[WORK INSTRUCTIONS]:
A word-for-word restatement of the whole listing is the expected answer.

START INFORMATION GIVEN

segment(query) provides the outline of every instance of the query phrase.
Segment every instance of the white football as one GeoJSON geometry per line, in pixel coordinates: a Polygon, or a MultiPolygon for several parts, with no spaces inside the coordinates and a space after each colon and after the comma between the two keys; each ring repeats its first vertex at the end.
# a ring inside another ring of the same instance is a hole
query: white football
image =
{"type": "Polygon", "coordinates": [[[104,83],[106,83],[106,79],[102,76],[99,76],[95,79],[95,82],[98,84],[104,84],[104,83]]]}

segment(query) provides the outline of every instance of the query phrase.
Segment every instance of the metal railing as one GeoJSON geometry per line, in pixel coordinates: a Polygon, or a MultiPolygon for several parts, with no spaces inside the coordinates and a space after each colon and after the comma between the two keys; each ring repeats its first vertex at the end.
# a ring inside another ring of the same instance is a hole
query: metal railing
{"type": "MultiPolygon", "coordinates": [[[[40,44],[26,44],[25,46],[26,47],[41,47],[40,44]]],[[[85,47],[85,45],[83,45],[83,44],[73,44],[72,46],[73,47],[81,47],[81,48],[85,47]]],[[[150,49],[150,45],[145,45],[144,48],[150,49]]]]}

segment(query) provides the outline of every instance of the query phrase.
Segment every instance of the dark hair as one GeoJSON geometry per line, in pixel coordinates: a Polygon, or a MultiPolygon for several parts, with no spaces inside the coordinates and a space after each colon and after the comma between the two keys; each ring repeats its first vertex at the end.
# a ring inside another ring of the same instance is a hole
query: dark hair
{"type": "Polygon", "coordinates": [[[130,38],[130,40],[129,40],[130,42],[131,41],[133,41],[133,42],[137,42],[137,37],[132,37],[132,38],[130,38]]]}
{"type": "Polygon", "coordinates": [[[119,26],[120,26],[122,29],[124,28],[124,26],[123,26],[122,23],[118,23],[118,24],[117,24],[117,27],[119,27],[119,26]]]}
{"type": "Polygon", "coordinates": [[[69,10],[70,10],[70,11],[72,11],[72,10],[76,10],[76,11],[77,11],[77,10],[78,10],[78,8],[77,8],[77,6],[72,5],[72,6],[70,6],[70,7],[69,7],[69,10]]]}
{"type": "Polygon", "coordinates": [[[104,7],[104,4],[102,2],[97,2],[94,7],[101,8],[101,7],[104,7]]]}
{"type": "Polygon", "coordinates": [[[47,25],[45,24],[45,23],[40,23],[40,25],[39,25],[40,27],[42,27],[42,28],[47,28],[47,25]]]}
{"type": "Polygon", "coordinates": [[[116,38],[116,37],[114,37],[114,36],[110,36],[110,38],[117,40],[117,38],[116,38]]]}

END INFORMATION GIVEN

[WRITTEN SOLUTION]:
segment(query) provides the outline of every instance of the query phrase.
Segment every instance of the white football as one GeoJSON geometry per line, in pixel coordinates: a Polygon, or a MultiPolygon for several parts, with no spaces inside the coordinates and a space after each colon and after the comma between the two keys; each ring repeats its first vertex at the end.
# a ring inside another ring of the same instance is a hole
query: white football
image =
{"type": "Polygon", "coordinates": [[[104,83],[106,83],[106,79],[102,76],[99,76],[95,79],[95,82],[98,84],[104,84],[104,83]]]}

segment(query) provides the outline of every instance of the query phrase.
Segment every instance of the metal railing as one GeoJSON geometry per line, in pixel coordinates: a Polygon, or a MultiPolygon for several parts, with no spaces inside the coordinates and a space after each colon and after the comma between the two keys; each ring repeats its first vertex at the end.
# a ring inside another ring of the same instance is a hole
query: metal railing
{"type": "MultiPolygon", "coordinates": [[[[40,44],[26,44],[25,46],[26,47],[41,47],[40,44]]],[[[85,47],[85,45],[83,45],[83,44],[73,44],[72,46],[73,47],[81,47],[81,48],[85,47]]],[[[150,49],[150,45],[145,45],[144,48],[150,49]]]]}

segment(query) provides the outline of every instance of the query phrase.
Segment every instance of the dark hair as one GeoJSON geometry per line, in pixel coordinates: a Polygon, or a MultiPolygon for several parts, with no spaces inside the coordinates and a space after each colon and after the comma between the two keys; each ring repeats its first vertex at the end.
# a ring inside another ring of the same instance is a hole
query: dark hair
{"type": "Polygon", "coordinates": [[[130,38],[130,40],[129,40],[130,42],[131,41],[133,41],[133,42],[137,42],[137,37],[132,37],[132,38],[130,38]]]}
{"type": "Polygon", "coordinates": [[[119,26],[120,26],[122,29],[124,28],[124,26],[123,26],[122,23],[118,23],[118,24],[117,24],[117,27],[119,27],[119,26]]]}
{"type": "Polygon", "coordinates": [[[69,10],[70,10],[70,11],[72,11],[72,10],[76,10],[76,11],[77,11],[77,10],[78,10],[78,8],[77,8],[77,6],[72,5],[72,6],[70,6],[70,7],[69,7],[69,10]]]}
{"type": "Polygon", "coordinates": [[[104,7],[104,4],[102,2],[97,2],[94,7],[101,8],[101,7],[104,7]]]}
{"type": "Polygon", "coordinates": [[[47,25],[45,24],[45,23],[40,23],[40,25],[39,25],[40,27],[42,27],[42,28],[47,28],[47,25]]]}
{"type": "Polygon", "coordinates": [[[116,38],[116,37],[114,37],[114,36],[110,36],[110,38],[117,40],[117,38],[116,38]]]}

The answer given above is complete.